___ Testo fornito ___

Il 27 gennaio del 2021 entrava in vigore la sentenza del Tribunale costituzionale che vieta l’interruzione di gravidanza in caso di malformazione del feto. Da allora, sempre più donne usano pillole abortive o si recano all’estero, e gli stessi medici temono di perdere il diritto a esercitare la professione o di finire in carcere se non seguono le nuove norme

«Ho appena preso la pastiglia, sto tremando». «Temevo di finire in prigione o che il feto sarebbe sopravvissuto». «Dovresti essere un robot per farlo senza paura: un aborto spontaneo dopo 22 settimane è quasi come partorire».

Una donna consiglia una clinica in Cechia, un’altra una cura di pillole «fino a che non si rompono le acque», un’altra ancora suggerisce di portare con sé cioccolata e barrette per riprendersi al risveglio.

C’è chi, incerta e spaventata, chiede comprensione; chi rincuora condividendo la propria esperienza e raccontando come ce l’ha fatta. Sono le storie che si leggono sul forum dell’organizzazione Kobiety w Sieci (Donne online), che dal 2006 permette alle donne polacche di chiedere informazioni e discutere di aborto e diritti riproduttivi in forma anonima.

Un divieto quasi totale

In Polonia è in vigore da un anno esatto una sentenza del Tribunale costituzionale che vieta il diritto all’aborto in caso di malformazione del feto, giudicato incompatibile con la costituzione. Con questa motivazione veniva effettuata la quasi totalità delle interruzioni di gravidanza nel Paese: il 98%, secondo i dati del 2020.

Il giudizio della Corte è arrivato a fine ottobre 2020, accolto da oceaniche proteste di piazza, tanto che il Primo ministro Mateusz Morawiecki, in teoria chiamato a pubblicare in automatico le sentenze del Tribunale costituzionale, ha atteso tre mesi per renderla operativa.

___ Fonte dei dati ___

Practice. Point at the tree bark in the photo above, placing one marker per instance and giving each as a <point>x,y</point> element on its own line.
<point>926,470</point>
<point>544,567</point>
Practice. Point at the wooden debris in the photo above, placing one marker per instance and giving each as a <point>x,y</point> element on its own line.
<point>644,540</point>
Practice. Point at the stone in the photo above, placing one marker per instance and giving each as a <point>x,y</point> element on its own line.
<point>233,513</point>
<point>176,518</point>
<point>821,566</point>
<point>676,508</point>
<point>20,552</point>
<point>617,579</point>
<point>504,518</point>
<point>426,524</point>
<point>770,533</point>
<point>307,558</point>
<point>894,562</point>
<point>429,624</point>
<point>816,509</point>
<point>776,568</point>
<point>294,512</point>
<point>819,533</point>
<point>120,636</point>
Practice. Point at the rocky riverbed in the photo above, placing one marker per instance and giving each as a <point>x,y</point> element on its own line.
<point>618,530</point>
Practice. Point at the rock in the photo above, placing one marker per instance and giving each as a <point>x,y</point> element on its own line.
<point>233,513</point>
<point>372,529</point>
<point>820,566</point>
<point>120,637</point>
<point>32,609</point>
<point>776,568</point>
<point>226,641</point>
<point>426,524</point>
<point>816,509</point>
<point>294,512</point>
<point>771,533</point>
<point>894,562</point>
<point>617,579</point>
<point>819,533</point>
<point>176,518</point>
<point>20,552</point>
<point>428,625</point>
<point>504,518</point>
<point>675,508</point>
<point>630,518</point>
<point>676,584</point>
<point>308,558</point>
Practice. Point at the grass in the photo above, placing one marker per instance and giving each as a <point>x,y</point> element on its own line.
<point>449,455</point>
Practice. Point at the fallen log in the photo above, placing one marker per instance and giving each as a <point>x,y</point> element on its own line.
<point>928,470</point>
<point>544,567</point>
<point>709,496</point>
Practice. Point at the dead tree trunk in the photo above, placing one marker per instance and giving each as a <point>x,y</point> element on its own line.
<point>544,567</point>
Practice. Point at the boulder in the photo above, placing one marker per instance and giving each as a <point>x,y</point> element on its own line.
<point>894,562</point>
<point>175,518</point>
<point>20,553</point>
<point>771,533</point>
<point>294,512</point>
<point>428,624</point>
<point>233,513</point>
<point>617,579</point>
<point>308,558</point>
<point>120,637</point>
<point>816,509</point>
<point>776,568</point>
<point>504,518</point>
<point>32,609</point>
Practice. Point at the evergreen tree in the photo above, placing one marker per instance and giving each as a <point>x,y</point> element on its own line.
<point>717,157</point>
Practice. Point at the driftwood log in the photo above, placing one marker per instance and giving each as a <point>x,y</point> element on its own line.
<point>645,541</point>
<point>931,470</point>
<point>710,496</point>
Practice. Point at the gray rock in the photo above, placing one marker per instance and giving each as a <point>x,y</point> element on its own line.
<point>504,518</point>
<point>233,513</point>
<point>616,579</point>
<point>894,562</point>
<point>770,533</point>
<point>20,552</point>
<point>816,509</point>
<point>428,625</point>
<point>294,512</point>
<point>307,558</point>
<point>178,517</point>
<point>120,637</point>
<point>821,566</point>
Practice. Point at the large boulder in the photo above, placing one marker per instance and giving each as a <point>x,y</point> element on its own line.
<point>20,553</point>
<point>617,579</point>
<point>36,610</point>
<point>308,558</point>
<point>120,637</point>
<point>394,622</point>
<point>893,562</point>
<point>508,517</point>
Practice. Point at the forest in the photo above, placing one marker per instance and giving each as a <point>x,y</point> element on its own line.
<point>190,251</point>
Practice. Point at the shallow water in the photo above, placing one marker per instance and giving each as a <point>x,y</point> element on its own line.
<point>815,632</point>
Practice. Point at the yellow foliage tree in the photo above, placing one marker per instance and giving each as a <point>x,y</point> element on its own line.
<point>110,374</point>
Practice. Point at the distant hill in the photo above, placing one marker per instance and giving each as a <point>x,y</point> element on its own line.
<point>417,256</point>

___

**Consegna**
Per favore, trascrivi parola per parola il passo del testo fornito che va da «In Polonia è» fino a «per renderla operativa.» compreso. I record non hanno alcun legame con il testo fornito.

**Soluzione**
In Polonia è in vigore da un anno esatto una sentenza del Tribunale costituzionale che vieta il diritto all’aborto in caso di malformazione del feto, giudicato incompatibile con la costituzione. Con questa motivazione veniva effettuata la quasi totalità delle interruzioni di gravidanza nel Paese: il 98%, secondo i dati del 2020.

Il giudizio della Corte è arrivato a fine ottobre 2020, accolto da oceaniche proteste di piazza, tanto che il Primo ministro Mateusz Morawiecki, in teoria chiamato a pubblicare in automatico le sentenze del Tribunale costituzionale, ha atteso tre mesi per renderla operativa.